*What is asked*
Count the lines in the entries below that contain the string "brick", and reply with only that number.

(Entries for pointing at named objects)
>>>

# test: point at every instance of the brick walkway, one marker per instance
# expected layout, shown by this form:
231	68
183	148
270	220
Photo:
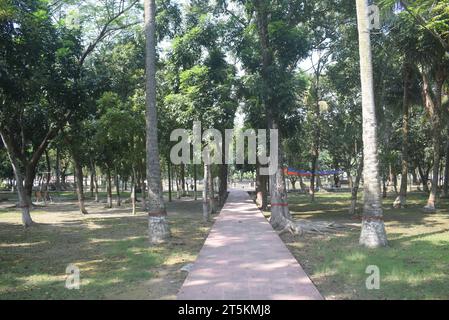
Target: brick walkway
244	259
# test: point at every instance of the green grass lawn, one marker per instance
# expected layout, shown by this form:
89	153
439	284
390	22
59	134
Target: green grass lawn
109	246
414	266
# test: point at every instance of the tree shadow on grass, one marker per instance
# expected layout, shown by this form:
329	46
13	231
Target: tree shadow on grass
112	253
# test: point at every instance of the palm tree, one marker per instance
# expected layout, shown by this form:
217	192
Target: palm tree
373	230
157	222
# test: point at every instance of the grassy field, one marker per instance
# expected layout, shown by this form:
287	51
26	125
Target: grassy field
414	266
109	246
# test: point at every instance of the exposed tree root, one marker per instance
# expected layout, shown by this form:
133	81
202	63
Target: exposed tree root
321	227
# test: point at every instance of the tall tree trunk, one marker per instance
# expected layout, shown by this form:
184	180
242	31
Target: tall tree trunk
109	187
143	189
183	180
58	170
223	187
169	181
195	181
157	214
261	190
212	204
79	184
48	177
434	109
302	185
373	230
401	200
133	191
446	171
280	214
94	180
355	189
206	211
117	189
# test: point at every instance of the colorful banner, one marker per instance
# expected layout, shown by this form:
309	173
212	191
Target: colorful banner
304	173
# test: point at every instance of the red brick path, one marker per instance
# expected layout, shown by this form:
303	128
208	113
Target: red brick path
244	259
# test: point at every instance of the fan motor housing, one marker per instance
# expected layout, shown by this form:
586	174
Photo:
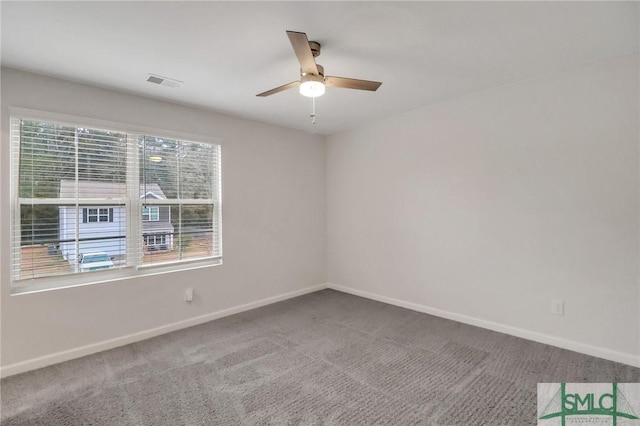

<<<

*Finished exercise*
4